TRECHO ORIGINAL:
###

O direito contempla as criações artísticas e assegura proteção ao seu modo de expressão por um tempo determinado. Não é perpétuo esse direito, pois constitui uma forma de proteger aquilo que o artista criou com base nos conhecimentos que obteve ao longo de sua vida, e depois entregar o produto para fruição pela sociedade.
O artista analisa e sintetiza a sua realidade, muitas vezes enxerga além do seu tempo, gera questionamentos, obtém proteção de seu trabalho intelectual para si e para seus herdeiros, e após determinado período a obra cai em domínio público.
Além desse aspecto temporal, importante atentar para a proteção do direito às mais diversas características culturais de cada grupo social.
Nos países nórdicos são protegidas as obras artísticas de gelo, como as esculturas, e também as criações arquitetônicas e bares confeccionados e esculpidos em água solidificada. Na verdade são obras efêmeras, isto é, de curta duração como por exemplo os fogos de artifício, as esculturas de areia, os arranjos florais e as performances.
Diante de próxima exposição sobre o trabalho de Roberto Burle Marx e a comemoração de 115 anos de seu nascimento, destaca-se a proteção do direito sobre as obras de paisagismo.
As leis de direito autoral, grande parte calcadas na Convenção Internacional de Berna (D75699 (planalto.gov.br) estipulam que a proteção da lei se dá sobre obras relacionadas de forma meramente exemplificativa, isto é, que não fazem parte de uma relação de um grupo fechado de obras.
Onde estiverem? a criação do ser humano, a originalidade, o talento, o gênio, a estética e a forma haverá a proteção do direito sobre esta expressão do intelecto.
Novas tecnologias geram novos produtos, que por sua vez recebem proteção da lei, como por exemplo os recentes NFTs (non fungible tokens) e toda uma gama de obras imateriais surgidas com a concepção do metaverso e de um mundo imaginário paralelo contemporâneo.
Mas as tecnologias não afetam apenas o presente e o futuro. Curiosamente o passado pode ser revisto pelas novas descobertas, e nesse particular as leis também protegem criações mais remotas ou de concepção mais antiga ou tradicional, que muitas vezes ganham novos contornos e mais visibilidade.

###

ENTRADAS DE DADOS:
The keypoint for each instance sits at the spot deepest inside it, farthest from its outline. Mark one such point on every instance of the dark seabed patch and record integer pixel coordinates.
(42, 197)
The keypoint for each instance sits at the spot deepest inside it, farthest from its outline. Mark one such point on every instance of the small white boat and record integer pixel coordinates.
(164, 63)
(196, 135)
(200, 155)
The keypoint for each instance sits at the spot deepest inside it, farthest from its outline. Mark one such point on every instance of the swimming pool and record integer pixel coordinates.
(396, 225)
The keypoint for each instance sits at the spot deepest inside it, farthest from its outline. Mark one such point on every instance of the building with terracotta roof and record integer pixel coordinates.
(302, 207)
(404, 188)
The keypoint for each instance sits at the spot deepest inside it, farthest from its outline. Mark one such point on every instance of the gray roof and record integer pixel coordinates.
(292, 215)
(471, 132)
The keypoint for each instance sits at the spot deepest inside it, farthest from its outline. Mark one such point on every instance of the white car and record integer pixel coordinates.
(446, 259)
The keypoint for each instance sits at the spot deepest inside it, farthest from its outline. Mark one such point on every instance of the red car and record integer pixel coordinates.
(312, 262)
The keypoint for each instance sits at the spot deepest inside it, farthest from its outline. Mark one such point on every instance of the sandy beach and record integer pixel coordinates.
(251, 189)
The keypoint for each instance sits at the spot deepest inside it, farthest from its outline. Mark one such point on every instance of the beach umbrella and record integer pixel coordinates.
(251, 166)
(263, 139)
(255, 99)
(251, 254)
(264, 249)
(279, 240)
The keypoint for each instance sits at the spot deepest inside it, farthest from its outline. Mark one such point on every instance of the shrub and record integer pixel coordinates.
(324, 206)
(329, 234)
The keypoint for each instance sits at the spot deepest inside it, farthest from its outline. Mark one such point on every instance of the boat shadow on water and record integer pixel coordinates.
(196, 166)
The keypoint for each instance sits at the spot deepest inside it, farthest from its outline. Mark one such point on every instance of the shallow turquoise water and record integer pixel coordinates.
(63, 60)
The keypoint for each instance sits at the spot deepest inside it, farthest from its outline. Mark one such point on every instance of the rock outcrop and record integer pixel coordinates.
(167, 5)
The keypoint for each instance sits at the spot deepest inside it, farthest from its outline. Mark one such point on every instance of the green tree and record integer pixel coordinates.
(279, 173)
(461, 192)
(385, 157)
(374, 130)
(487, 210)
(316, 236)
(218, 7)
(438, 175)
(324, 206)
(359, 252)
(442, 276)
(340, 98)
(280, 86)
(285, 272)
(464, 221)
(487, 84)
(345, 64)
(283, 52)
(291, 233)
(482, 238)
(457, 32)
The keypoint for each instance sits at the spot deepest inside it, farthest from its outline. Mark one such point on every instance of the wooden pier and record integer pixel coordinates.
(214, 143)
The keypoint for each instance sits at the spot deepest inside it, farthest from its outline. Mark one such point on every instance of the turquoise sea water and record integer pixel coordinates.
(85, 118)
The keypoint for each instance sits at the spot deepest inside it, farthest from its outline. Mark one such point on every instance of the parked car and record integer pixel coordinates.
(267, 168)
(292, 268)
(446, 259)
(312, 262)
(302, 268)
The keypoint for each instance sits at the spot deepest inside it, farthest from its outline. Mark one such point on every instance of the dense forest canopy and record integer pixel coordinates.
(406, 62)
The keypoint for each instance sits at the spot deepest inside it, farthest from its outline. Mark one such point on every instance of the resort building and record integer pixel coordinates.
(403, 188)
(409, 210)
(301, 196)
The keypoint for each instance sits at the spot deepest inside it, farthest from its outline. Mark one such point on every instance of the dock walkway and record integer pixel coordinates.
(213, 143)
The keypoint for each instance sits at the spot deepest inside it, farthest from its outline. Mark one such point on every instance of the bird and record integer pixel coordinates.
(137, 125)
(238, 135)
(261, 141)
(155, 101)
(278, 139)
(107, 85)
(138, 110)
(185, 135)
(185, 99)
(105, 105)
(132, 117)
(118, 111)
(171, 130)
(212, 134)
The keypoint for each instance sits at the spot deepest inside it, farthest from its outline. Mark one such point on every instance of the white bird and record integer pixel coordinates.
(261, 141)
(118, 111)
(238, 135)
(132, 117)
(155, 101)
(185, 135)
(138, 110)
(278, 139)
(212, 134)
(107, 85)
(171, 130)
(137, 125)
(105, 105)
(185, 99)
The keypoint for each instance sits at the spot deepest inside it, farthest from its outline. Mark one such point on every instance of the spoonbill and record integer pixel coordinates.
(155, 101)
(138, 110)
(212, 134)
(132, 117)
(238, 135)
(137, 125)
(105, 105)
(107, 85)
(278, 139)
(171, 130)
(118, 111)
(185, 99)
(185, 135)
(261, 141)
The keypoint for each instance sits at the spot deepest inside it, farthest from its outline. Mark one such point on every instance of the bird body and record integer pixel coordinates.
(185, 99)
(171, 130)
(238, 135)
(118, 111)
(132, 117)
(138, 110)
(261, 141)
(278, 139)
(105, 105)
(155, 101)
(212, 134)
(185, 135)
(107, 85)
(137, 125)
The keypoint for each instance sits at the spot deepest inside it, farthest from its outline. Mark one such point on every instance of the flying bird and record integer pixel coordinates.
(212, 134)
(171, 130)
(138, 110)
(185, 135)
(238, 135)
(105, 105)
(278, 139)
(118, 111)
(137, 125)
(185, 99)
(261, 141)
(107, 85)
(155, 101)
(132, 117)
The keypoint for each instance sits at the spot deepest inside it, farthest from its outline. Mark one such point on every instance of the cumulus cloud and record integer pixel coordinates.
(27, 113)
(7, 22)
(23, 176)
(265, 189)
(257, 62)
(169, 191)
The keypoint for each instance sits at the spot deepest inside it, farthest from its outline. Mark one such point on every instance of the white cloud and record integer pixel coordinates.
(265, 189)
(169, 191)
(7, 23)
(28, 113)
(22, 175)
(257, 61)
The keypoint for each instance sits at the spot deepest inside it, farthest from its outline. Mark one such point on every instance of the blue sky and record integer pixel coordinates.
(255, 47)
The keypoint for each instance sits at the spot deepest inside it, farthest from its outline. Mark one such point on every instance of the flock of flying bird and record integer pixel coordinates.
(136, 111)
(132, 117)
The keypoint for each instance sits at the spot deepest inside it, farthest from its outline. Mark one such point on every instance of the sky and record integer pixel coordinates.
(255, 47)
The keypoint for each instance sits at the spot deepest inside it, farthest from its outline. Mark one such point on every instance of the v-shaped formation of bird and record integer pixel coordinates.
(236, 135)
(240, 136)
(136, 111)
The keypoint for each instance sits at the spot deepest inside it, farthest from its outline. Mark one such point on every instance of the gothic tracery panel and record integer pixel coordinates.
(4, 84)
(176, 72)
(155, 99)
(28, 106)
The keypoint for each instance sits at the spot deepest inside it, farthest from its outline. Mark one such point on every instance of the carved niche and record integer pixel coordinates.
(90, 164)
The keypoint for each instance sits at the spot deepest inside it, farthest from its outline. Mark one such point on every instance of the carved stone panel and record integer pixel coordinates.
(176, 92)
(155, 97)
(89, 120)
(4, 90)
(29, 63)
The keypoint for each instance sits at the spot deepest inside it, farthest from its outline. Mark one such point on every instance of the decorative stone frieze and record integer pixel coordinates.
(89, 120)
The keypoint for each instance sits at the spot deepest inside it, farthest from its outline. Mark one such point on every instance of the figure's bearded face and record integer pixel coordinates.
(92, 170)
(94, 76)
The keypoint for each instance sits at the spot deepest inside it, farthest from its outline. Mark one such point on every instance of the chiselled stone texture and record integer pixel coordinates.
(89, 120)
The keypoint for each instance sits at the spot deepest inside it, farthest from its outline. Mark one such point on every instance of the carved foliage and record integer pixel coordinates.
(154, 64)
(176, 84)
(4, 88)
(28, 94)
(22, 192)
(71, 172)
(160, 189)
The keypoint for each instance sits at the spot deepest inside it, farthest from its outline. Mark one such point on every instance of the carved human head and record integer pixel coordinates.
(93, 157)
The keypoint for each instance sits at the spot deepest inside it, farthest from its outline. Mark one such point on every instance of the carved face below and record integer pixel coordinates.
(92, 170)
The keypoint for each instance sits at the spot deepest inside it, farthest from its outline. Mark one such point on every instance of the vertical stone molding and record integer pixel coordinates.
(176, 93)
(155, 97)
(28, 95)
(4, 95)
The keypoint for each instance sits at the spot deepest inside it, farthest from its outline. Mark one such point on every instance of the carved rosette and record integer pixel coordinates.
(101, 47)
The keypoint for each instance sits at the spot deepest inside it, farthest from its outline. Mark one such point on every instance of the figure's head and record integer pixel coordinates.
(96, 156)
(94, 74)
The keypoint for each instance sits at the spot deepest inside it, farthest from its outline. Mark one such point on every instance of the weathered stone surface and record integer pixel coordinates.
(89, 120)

###

O QUE FAZER:
• A. Responda com base no texto sobre direito autoral:
(i) O que acontece com a obra após determinado período?
(ii) Em que países são protegidas as obras artísticas de gelo?
(iii) Que aniversário do nascimento de Roberto Burle Marx é comemorado?
• B. Reproduza fielmente o trecho do texto sobre direito autoral que começa em "Diante de próxima" e termina em "expressão do intelecto.".

RESPOSTAS DO EXERCÍCIO:
• A.
(i) A obra cai em domínio público.
(ii) Nos países nórdicos.
(iii) Os 115 anos de seu nascimento.

• B.
Diante de próxima exposição sobre o trabalho de Roberto Burle Marx e a comemoração de 115 anos de seu nascimento, destaca-se a proteção do direito sobre as obras de paisagismo.
As leis de direito autoral, grande parte calcadas na Convenção Internacional de Berna (D75699 (planalto.gov.br) estipulam que a proteção da lei se dá sobre obras relacionadas de forma meramente exemplificativa, isto é, que não fazem parte de uma relação de um grupo fechado de obras.
Onde estiverem? a criação do ser humano, a originalidade, o talento, o gênio, a estética e a forma haverá a proteção do direito sobre esta expressão do intelecto.